*** Opening EXERCISE MATERIALS ***
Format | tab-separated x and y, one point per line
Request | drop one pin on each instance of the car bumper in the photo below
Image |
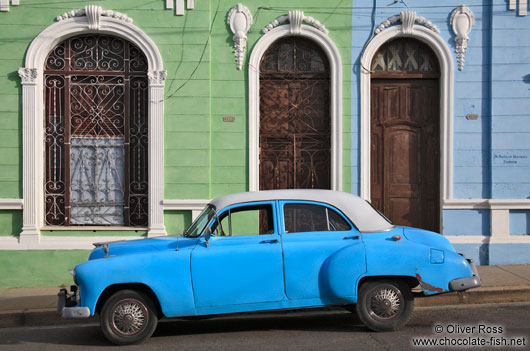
462	284
67	305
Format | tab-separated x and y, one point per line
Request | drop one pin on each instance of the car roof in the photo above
360	212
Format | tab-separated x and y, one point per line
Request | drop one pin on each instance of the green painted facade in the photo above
23	269
204	157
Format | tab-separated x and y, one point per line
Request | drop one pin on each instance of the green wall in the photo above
204	157
22	269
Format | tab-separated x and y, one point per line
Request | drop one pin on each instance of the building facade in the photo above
122	119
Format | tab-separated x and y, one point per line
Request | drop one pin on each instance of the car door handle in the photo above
272	241
352	237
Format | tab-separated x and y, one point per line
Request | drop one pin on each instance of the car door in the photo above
242	263
323	251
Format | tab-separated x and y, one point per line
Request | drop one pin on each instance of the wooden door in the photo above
295	119
405	151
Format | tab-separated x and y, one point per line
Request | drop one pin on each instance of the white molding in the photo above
523	4
113	23
295	19
408	19
58	242
239	19
11	204
440	48
4	5
179	7
462	20
185	205
495	239
493	204
327	45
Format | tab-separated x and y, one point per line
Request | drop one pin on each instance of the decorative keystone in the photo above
*** Closing EXERCISE MATERIALS ***
EXERCISE REQUIREMENTS:
With the pictures dropped, write out all of the entries word for word.

PROBLEM SOLUTION:
Format | tab-separated x and y, one point per line
Request | drop one pin on each instance of the car bumper in the photo below
Image |
462	284
67	305
Format | tab-separated x and y, one point per line
Request | drop one pin on each instance of the car roof in the photo above
360	212
Format | tab-separated x and y, one point per line
Request | drop one pin on each instance of the green painted facade in the photo above
23	269
204	157
Format | tab-separated x and y, one point per line
Request | drop one pin on each instance of the green wall in the photo above
204	157
22	269
Format | tab-separated x and y, one point per line
Request | drop one pin on each instance of the building facade in the photo above
122	119
Format | tab-separated x and y, one point per line
Request | drop one pin on each instance of the car door handle in the photo above
272	241
352	237
Format | tab-separated x and y, one point per line
Request | drop one pin on each instance of the car door in the photo above
242	263
323	251
Format | tab-separated x and y, one point per line
Request | drop one pin on each instance of the wooden door in the photo above
295	119
405	151
Format | tab-separated x and y, one point per line
Request | drop one pin on each instance of the white molding in the photo above
523	4
113	23
295	19
408	19
58	242
239	19
11	204
440	48
4	5
179	7
462	20
185	205
495	239
493	204
327	45
Format | tab-separated x and y, one point per line
Request | drop one pin on each instance of the decorative keystone in the photo above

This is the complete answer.